WHAT YOU ARE ASKED TO DO
Find the string "instance" in the listing below and return each line it appears in.

DATA EXTRACT
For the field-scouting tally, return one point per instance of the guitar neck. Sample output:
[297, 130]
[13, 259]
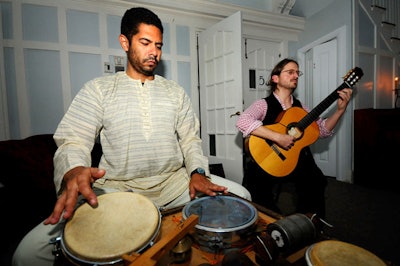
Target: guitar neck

* * *

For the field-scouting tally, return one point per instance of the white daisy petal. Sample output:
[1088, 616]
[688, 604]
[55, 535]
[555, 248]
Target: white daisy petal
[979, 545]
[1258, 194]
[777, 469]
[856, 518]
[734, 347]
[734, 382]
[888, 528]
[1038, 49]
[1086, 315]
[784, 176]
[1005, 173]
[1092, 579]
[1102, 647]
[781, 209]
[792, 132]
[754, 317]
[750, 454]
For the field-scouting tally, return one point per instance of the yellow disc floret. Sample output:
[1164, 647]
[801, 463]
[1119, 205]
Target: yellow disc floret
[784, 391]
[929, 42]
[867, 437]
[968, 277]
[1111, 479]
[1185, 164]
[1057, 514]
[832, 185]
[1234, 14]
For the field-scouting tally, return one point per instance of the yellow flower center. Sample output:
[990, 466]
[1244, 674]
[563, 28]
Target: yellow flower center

RESPONSE BELOW
For the field-scouting tally, return one point per instance of the guitar neck. Sample output:
For the field-scouting tally, return one point per instance of the white daisy petal. Sample output:
For the field-scouting tally, return one point per instance of the yellow disc floret. Sample output:
For the field-scouting tally, return one point per instance of the yellow flower center. Sample output:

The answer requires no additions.